Given exercise 1:
Copy out every line of the records that follow the text about China's wind power, including the requests. Multiply each point coordinate in the answers by 1.2 and round to a whole number, with halves rounded up; leave the sample numbers alone and the pictures out.

--- START OF Supplied passage ---

China’s Grid-Limited Wind Energy Potential

China’s wind power industry barely noticed the international financing crisis, doubling installations in 2008  for the fifth year in a row. Readers of Carbon-Nation shouldn’t be surprised, as we have already documented the state and market share-driven industry’s insensitivity to quaint financial targets such as profitability. What may ultimately check China’s seemingly unstoppable wind power surge is the capacity of its power grids to absorb the resulting energy.

China wind capacity-factor projection. Credit Michael McElroyThat conclusion emerges when one examines a report in Science last week by researchers at Harvard’s Kennedy School of Government and Beijing’s Tsinghua University, which combines meteorological and engineering models to predict that wind farms could meet all new electricity demand in China through 2030 at reasonably low cost. My coverage of the report, published yesterday by MIT’s Technology Review.com, concludes that China’s grid is the key hurdle to realizing this bold prediction, noting hopefully that China is already leading the world in the development of high voltage direct current (HVDC) transmission technology — the sort needed to share variable renewable energy sources such as wind power on a trans-continental scale, thereby minimizing the power supply’s vulnerability to regional weather patterns.

--- END OF Supplied passage ---

Given exercise 2:
In the wind power text, copy the part from "China wind capacity-factor" to "regional weather patterns." and swap "wind farms" for "solar farms".

--- START OF Material supplied ---

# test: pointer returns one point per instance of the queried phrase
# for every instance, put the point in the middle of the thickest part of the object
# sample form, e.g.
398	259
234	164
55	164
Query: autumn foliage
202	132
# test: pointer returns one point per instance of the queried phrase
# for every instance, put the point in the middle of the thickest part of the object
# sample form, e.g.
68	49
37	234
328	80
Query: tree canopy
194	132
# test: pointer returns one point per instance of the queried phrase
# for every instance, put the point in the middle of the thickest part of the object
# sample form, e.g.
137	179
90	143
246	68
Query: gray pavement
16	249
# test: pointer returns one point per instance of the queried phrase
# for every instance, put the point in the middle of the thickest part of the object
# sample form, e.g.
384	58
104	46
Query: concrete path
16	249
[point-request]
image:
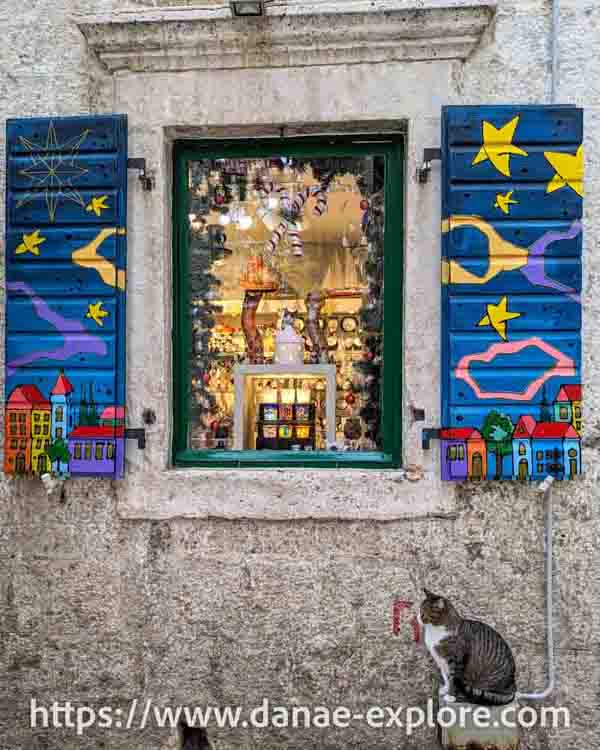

--- END OF Material supplied ---

Problem solution 1:
# test: pointer returns one point per instance of the queried phrase
# for every instance, put the point in the middle of the thickest part of the object
# sample form, e.g.
398	259
234	164
55	164
Query: autumn foliage
242	158
# test: pointer returns one point per instance of the queried phrase
# for every instance, put the point in the middle of the thickest part of the object
# sample form, e.g.
68	49
37	234
328	80
Query: tree canopy
233	158
# test: pointer returns one point per instance of the queried phrase
# for every instance, put the point in the middle of the thickest part of the object
# sample form, e.g.
137	179
90	143
246	68
Query: gray pavement
19	299
# test: pointer returns one point per instance of the queried phrase
# for every instance, put the point in the middle of the thickest part of the object
# sample form, e.g.
384	58
104	46
Query: concrete path
19	299
[point-request]
image:

Problem solution 2:
China wind capacity-factor projection. Credit Michael McElroyThat conclusion emerges when one examines a report in Science last week by researchers at Harvard’s Kennedy School of Government and Beijing’s Tsinghua University, which combines meteorological and engineering models to predict that solar farms could meet all new electricity demand in China through 2030 at reasonably low cost. My coverage of the report, published yesterday by MIT’s Technology Review.com, concludes that China’s grid is the key hurdle to realizing this bold prediction, noting hopefully that China is already leading the world in the development of high voltage direct current (HVDC) transmission technology — the sort needed to share variable renewable energy sources such as wind power on a trans-continental scale, thereby minimizing the power supply’s vulnerability to regional weather patterns.